═══ SUPPLIED ENTRIES ═══

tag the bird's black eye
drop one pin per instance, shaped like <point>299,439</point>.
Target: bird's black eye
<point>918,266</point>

═══
═══ SUPPLIED ENTRIES ═══

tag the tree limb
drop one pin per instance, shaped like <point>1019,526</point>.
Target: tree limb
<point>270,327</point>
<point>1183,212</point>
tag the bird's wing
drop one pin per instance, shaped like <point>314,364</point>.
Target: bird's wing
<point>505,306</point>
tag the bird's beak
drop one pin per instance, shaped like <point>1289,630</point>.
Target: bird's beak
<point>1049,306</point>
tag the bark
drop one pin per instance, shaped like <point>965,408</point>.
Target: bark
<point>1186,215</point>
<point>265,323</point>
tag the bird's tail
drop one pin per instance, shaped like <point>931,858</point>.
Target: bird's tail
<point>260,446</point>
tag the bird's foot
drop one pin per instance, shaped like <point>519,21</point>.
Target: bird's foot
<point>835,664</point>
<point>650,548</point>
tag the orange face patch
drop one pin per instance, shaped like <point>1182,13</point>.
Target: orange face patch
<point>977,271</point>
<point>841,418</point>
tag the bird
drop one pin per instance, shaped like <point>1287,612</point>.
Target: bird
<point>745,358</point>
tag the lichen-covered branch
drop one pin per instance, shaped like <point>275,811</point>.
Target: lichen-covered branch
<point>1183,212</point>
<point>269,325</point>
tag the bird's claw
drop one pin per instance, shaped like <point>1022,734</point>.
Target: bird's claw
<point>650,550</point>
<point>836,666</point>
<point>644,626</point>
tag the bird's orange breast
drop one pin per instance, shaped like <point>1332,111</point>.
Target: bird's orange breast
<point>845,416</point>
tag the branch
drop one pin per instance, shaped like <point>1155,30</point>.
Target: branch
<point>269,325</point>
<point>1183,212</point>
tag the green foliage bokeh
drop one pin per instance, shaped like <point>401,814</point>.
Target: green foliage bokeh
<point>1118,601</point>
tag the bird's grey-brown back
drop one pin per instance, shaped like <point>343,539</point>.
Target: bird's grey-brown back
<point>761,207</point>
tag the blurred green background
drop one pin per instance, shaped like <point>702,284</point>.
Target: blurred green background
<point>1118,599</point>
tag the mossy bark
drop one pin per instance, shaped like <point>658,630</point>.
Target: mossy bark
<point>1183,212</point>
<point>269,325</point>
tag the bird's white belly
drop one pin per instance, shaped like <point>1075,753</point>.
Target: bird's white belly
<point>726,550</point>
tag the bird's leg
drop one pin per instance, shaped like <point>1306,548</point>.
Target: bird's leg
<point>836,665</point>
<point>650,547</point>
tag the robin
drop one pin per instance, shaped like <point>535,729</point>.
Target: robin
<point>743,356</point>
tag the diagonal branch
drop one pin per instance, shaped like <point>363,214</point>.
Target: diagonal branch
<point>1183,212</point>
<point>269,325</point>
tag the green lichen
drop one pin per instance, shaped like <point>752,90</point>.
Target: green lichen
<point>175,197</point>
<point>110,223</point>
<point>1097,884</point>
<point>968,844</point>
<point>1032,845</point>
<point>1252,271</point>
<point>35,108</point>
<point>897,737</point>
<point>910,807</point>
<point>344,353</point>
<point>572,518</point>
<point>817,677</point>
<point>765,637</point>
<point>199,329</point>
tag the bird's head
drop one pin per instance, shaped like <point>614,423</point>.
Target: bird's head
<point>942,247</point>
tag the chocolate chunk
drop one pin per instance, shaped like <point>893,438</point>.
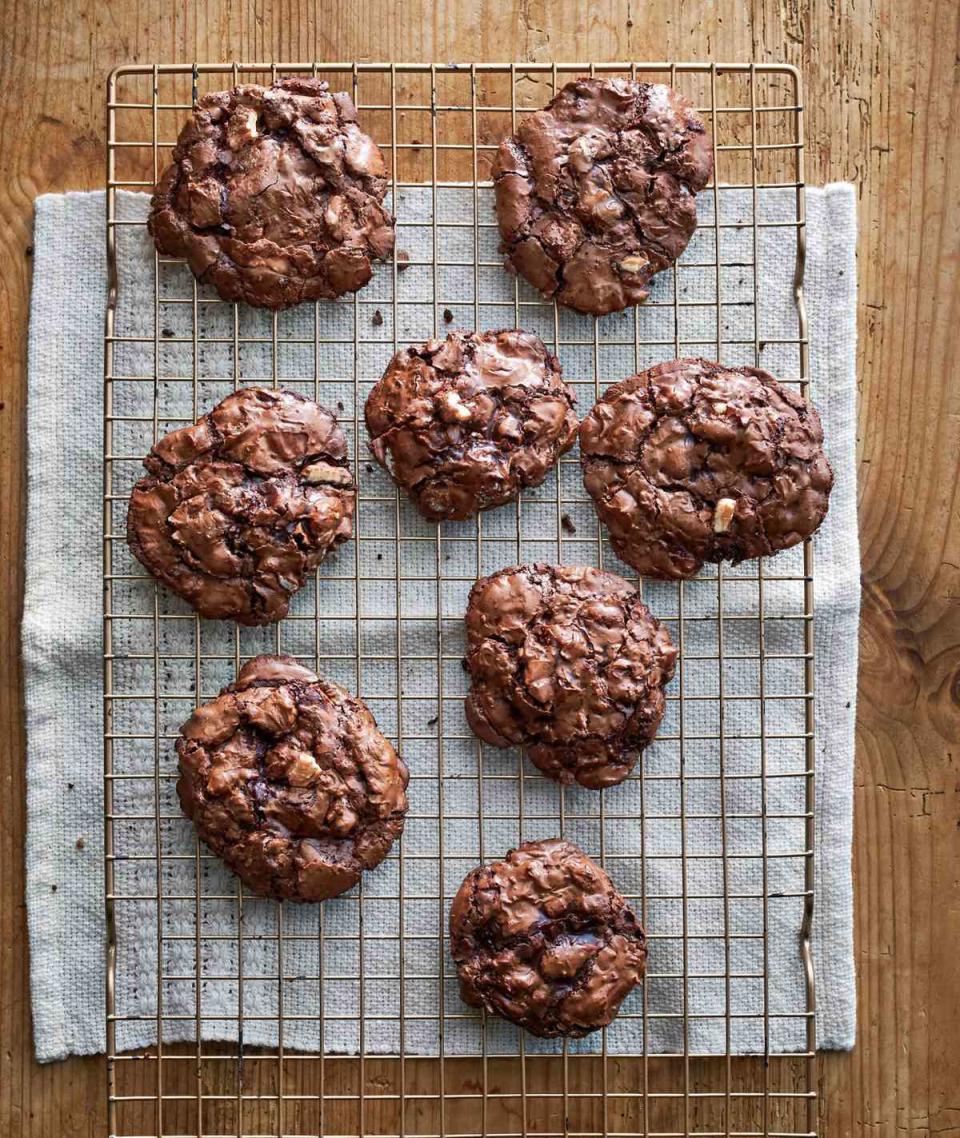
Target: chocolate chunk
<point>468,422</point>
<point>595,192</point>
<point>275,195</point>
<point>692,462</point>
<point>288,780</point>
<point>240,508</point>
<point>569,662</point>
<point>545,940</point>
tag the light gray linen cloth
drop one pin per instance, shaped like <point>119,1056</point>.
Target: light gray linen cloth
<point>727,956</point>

═══
═══ SUPPLIED ENTRIES ═══

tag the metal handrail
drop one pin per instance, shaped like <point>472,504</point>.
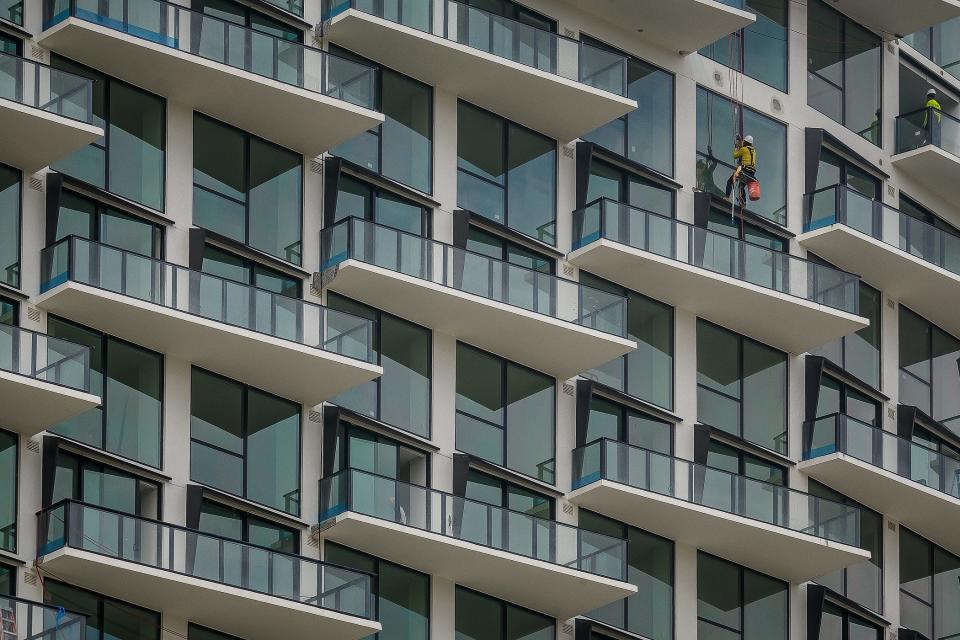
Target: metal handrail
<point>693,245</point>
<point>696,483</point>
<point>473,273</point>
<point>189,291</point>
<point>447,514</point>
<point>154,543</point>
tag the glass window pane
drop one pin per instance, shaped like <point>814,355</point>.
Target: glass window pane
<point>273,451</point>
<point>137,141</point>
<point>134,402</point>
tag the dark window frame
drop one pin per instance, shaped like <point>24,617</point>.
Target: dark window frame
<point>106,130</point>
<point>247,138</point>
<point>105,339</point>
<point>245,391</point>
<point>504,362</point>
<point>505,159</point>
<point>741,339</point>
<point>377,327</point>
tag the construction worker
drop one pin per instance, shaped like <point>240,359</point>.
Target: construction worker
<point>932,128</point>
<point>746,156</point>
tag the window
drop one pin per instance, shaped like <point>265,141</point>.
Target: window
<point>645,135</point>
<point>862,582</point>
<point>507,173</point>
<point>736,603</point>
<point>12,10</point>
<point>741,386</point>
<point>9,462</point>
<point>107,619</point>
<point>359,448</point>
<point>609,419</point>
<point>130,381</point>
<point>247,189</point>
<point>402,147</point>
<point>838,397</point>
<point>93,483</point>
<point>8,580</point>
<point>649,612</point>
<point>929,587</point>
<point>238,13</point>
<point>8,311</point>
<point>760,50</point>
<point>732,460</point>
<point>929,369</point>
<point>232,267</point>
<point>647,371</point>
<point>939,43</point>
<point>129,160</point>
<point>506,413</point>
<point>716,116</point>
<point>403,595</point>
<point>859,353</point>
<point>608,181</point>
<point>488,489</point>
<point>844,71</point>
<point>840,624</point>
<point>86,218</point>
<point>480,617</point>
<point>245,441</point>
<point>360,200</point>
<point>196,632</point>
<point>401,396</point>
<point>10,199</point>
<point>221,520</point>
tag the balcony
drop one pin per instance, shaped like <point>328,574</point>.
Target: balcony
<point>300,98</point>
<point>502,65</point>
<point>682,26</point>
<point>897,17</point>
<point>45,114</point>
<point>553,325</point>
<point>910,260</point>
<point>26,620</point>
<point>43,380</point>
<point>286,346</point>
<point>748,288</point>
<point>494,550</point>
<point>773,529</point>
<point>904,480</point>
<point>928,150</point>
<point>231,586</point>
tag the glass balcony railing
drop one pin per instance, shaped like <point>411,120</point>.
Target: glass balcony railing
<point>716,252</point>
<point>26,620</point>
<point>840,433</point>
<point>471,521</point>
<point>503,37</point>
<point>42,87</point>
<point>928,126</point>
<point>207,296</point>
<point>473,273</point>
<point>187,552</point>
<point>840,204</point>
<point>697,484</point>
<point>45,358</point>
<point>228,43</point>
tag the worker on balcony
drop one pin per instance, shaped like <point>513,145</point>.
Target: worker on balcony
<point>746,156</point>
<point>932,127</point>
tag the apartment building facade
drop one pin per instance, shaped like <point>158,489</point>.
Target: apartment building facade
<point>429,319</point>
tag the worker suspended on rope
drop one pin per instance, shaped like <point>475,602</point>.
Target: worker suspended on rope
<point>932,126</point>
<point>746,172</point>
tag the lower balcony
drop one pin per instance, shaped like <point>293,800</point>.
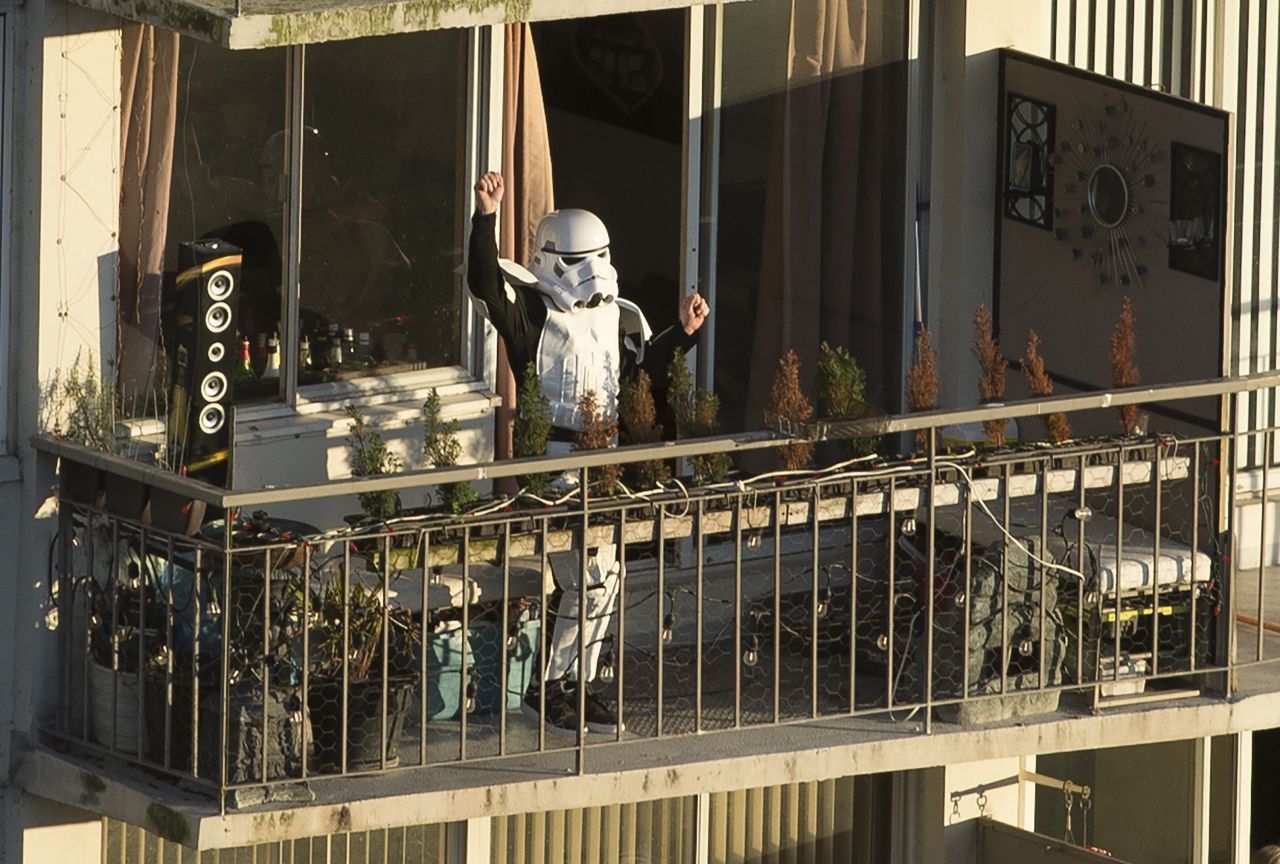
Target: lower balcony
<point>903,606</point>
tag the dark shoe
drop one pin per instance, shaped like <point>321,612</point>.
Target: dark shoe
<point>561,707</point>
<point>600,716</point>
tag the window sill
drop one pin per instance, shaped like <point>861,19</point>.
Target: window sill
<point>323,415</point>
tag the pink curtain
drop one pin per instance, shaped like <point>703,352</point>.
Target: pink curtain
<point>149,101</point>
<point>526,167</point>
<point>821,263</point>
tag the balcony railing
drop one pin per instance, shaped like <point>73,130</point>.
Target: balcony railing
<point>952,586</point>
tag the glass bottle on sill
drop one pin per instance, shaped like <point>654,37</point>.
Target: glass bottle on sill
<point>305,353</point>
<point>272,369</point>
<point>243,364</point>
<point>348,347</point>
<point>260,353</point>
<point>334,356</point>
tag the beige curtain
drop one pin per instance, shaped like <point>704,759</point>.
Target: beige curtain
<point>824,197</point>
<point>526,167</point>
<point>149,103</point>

═══

WHAT NEEDS TO BE DONE =>
When you reach the line containing "drop one pin per instance, shaped like <point>363,214</point>." in the data above, start copying exactly, and stop after the line containing "drop one pin per instance, shaped like <point>893,438</point>.".

EXERCISE RESPONSE =>
drop one pin per instance, shaped like <point>363,214</point>.
Target: diagonal branch
<point>1183,212</point>
<point>269,325</point>
tag the green lichen
drop one pin per instance, shaped like <point>752,90</point>.
Target: green lichen
<point>175,197</point>
<point>110,223</point>
<point>1097,884</point>
<point>968,844</point>
<point>1032,845</point>
<point>1252,271</point>
<point>35,108</point>
<point>897,737</point>
<point>910,807</point>
<point>344,353</point>
<point>572,518</point>
<point>817,677</point>
<point>765,637</point>
<point>199,329</point>
tag the bird's head
drop one pin per instance, shaped like <point>614,423</point>.
Target: bird's head
<point>942,247</point>
tag the chocolate chunk
drop one pin per instance, shaped like <point>893,438</point>.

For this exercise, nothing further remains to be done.